Extract provided:

Re: [PERFORM] For full text indexing, which is better, tsearch2 or

2003-11-30 Thread Christopher Kings-Lynne
I have 7.2.4 running on a Sun box, so I tried that too, with similar
results. tsearch just doesn't seem to work very well on this dataset
(or any other large dataset I've tried).
Well, as I've shown - works fine for me...

I strongly suggest you repost your problem report to -hackers, since the 
fact that the tsearch developers haven't chimed in implies to me that 
they don't watch the performance list.

BTW, read this about Gist indexes:

http://www.postgresql.org/docs/current/static/limitations.html

(Note lack of concurrency)

Chris

---(end of broadcast)---
TIP 6: Have you searched our list archives?
  http://archives.postgresql.org


Re: [PERFORM] For full text indexing, which is better, tsearch2 or

2003-11-28 Thread Steve Atkins
On Fri, Nov 28, 2003 at 01:18:48PM +0800, Christopher Kings-Lynne wrote:
> 
> >Any thoughts?
> 
> Actually, I ran my tests using tsearch V1.  I wonder if there has been 
> some weird regression between tsearch 1 and 2?

Maybe. tsearch2 doesn't seem production ready in other respects
(untsearch2.sql barfs with 'aggregate stat(tsvector) does not exist'
and the openfts mailing list, where this would be more appropriate,
doesn't appear to exist according to sourceforge).

So, using the same data, modulo a few alter tables, I try tsearch, V1.
It's a little slower than V2, and again runs far faster without an
index than with it. Broken in the same way.

I have 7.2.4 running on a Sun box, so I tried that too, with similar
results. tsearch just doesn't seem to work very well on this dataset
(or any other large dataset I've tried).

Cheers,
  Steve

---(end of broadcast)---
TIP 9: the planner will ignore your desire to choose an index scan if your
  joining column's datatypes do not match


Re: [PERFORM] For full text indexing, which is better, tsearch2 or

2003-11-27 Thread Christopher Kings-Lynne
Any thoughts?

(Records from a data collection)
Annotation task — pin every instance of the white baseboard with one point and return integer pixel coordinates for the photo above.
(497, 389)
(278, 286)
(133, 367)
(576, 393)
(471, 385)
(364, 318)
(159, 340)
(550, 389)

Exercise set:
**a)** In the tsearch thread, condense the paragraph beginning "So, using the same data" into a short bulleted list that keeps its main facts.
**b)** Reproduce the part of the tsearch thread starting at "2003-11-28 Thread Steve" and ending at "according to sourceforge).", word for word.

Answers by item number:
**a)**
- The same data was used with tsearch V1, after a few alter tables.
- V1 is a little slower than V2.
- V1 runs far faster without an index than with one.
- V1 is broken in the same way as V2.

**b)**
2003-11-28 Thread Steve Atkins
On Fri, Nov 28, 2003 at 01:18:48PM +0800, Christopher Kings-Lynne wrote:
> 
> >Any thoughts?
> 
> Actually, I ran my tests using tsearch V1.  I wonder if there has been 
> some weird regression between tsearch 1 and 2?

Maybe. tsearch2 doesn't seem production ready in other respects
(untsearch2.sql barfs with 'aggregate stat(tsvector) does not exist'
and the openfts mailing list, where this would be more appropriate,
doesn't appear to exist according to sourceforge).